→ Text section
========

Cooper brought an action with the Labor Commissioner pursuant to Labor Code section
98,1 seeking unpaid wages (including overtime wages), liquidated damages, and waiting
time penalties. The Labor Commissioner determined Gallegos properly classified
Cooper as an exempt employee, but nevertheless awarded Cooper damages under section
223. Gallegos appealed the decision to the trial court, which determined Cooper was an
exempt employee, but awarded hourly “compensation for all hours worked in excess of
30 hours per week ($32,737.88), as well as waiting time penalties ($15,900.90)” under a
breach of contract theory.
              On appeal, we are asked to determine whether a salaried employee, who the
trial court found to be exempt and the parties stipulated was paid all of her salary, was
entitled to additional unpaid wages under a breach of contract theory. We determine she
was not. Accordingly, we reverse the court’s judgment, as well as the postjudgment
order for attorney fees.

========

→ Problems to solve
**a)** List each form of relief that Cooper sought from the Labor Commissioner, according to the wage dispute passage.
**b)** Write a continuation of the wage dispute passage, beginning after its final sentence.

→ Input data
========

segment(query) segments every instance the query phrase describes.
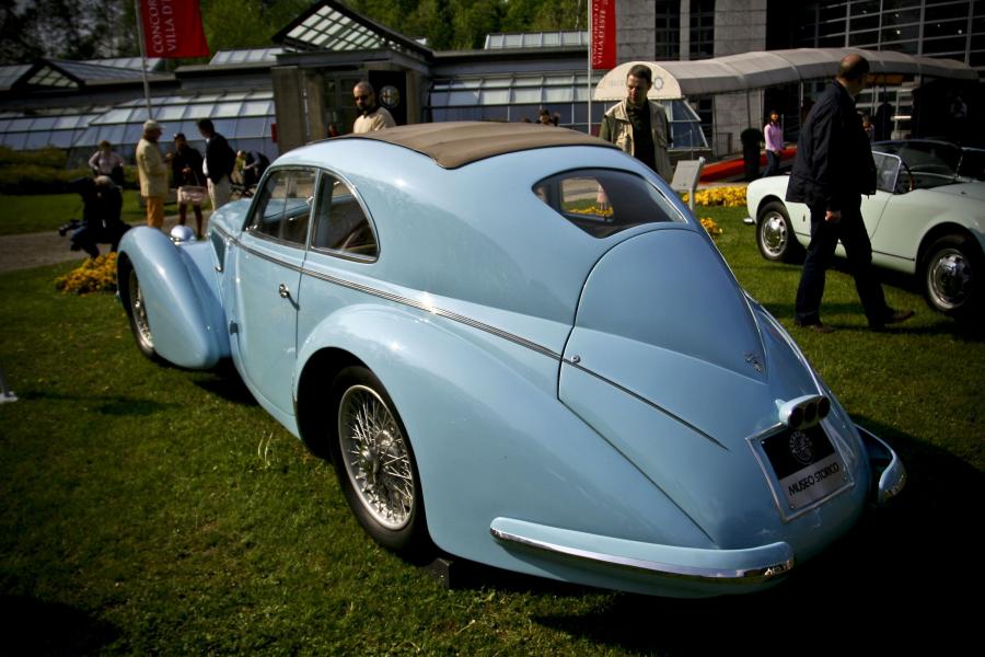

========

→ Outputs for the tasks
**a)** Unpaid wages, including overtime wages; liquidated damages; waiting time penalties.

**b)**
                                          FACTS
I. Factual Background
              Gallegos was an advertising agency. In 2008, Gallegos hired Cooper as an
associate media director to direct and oversee the media planning for its clients. Gallegos
offered Cooper an annual salary of $135,000 as a full-time employee, which meant a
“[s]tandard 40 hour week.” Gallegos classified Cooper as an exempt employee. Cooper
also received a signing bonus of $25,000 and was eligible for the executive performance



1
              All further statutory references are to the Labor Code, unless otherwise
indicated.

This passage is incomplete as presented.